Every self-respecting developer has written a workflow engine in their life. I have a lot of self respect :)
This is an effort to collect and share my knowledge on design principles for implementing workflow engines. This repo is a scratchpad in which I am starting to collect and document ideas. It might end up as a series of blog posts or a book.
- What is a workflow engine
- What's it used for
- Business process management
- Rapid prototyping
- Coordinate usertasks
- Combine user tasks and enterprise integrations
- More generic description of a workflow:
- Graph based diagram
- Represents an execution flow
- Ability to wait & resume execution (aka long running)
- This usually implies persisting the execution state
- What's so hard about it?
- Programming languages can't wait persistent
- Programming languages can't be represented graphically
-
Provide a formal, minimal definition of the fundamental workflow engine concepts.
- Establish a common vocabulary amongst engine builders and academics.

Given request 1
Reproduce, word for word, the part of the workflow engine notes that opens with the words containing "- This usually" and closes with "builders and academics.".

Records for processing
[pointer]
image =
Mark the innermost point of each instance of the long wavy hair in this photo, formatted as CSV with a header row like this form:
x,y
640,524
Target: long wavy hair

Given request 2
Write out all the records again, changing "long wavy hair" to "curly red hair" and leaving everything else as it is.

Response 1
- This usually implies persisting the execution state
- What's so hard about it?
- Programming languages can't wait persistent
- Programming languages can't be represented graphically
-
Provide a formal, minimal definition of the fundamental workflow engine concepts.
- Establish a common vocabulary amongst engine builders and academics.

Response 2
[pointer]
image =
Mark the innermost point of each instance of the curly red hair in this photo, formatted as CSV with a header row like this form:
x,y
640,524
Target: curly red hair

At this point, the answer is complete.